#### Information shown
==*==

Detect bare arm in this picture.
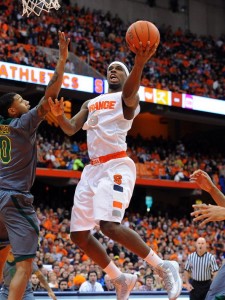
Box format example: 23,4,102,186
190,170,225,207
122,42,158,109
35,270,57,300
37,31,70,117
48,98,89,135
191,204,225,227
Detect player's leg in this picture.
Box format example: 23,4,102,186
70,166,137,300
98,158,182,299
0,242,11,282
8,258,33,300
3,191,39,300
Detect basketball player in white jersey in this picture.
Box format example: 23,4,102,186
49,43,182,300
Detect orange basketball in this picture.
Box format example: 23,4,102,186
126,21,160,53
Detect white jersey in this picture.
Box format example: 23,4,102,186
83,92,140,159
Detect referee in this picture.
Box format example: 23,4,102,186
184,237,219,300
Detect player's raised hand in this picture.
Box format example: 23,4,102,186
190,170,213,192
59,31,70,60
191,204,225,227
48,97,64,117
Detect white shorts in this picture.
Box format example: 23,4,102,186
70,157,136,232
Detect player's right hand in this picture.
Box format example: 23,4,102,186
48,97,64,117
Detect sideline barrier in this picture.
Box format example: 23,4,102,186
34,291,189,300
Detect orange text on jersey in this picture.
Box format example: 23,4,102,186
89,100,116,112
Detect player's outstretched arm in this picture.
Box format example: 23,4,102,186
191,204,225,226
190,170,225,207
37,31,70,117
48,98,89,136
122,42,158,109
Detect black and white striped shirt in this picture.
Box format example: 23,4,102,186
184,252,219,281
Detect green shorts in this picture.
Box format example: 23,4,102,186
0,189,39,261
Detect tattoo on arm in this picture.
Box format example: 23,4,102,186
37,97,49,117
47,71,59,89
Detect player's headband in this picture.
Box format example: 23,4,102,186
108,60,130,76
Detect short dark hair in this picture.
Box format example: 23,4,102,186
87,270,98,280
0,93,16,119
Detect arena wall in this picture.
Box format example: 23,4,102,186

==*==

#### Aim
Reproduce every line of the records above word for word, omitting the picture.

#### Complete answer
Detect bare arm in this picture.
Box format example: 23,4,102,186
190,170,225,207
122,42,158,109
35,270,57,300
37,31,70,117
48,98,89,135
191,204,225,227
Detect player's leg in this picture.
Box format example: 23,4,102,186
70,166,137,300
98,158,182,299
0,242,11,282
8,258,33,300
3,191,39,300
Detect basketball player in white jersey in this picture.
Box format example: 23,4,102,186
49,43,182,300
Detect orange basketball in this picture.
Box format example: 23,4,102,186
126,21,160,53
Detect white jersey in this picture.
Box format example: 23,4,102,186
83,92,140,159
Detect referee in this picture.
Box format example: 23,4,102,186
184,237,219,300
Detect player's raised hand in this picture.
Box format example: 23,4,102,186
190,170,213,192
59,31,70,60
191,204,225,227
48,97,64,117
Detect white shorts in this picture.
Box format example: 23,4,102,186
70,157,136,232
Detect player's right hand in this picture.
Box format example: 23,4,102,186
48,97,64,117
Detect sideline barrier in this picture.
Box format example: 23,4,102,186
34,291,189,300
Detect orange text on jersey in this picture.
Box format example: 23,4,102,186
89,100,116,112
Detect player's outstretched arm in this picture.
Box format example: 23,4,102,186
191,204,225,226
190,170,225,207
37,31,70,117
48,98,89,136
122,42,158,109
Detect black and white striped shirt in this picture.
Box format example: 23,4,102,186
184,252,219,281
Detect green shorts in this picture.
Box format example: 23,4,102,186
0,189,39,261
Detect tattoo on arm in this picture.
Box format example: 23,4,102,186
37,97,49,117
47,71,59,89
Detect player's headband in this picture.
Box format example: 23,4,102,186
108,60,130,76
Detect short dark hair in this picture.
Box format example: 23,4,102,186
87,270,98,280
0,93,16,119
Detect arena wall in this picture.
Box format example: 23,4,102,186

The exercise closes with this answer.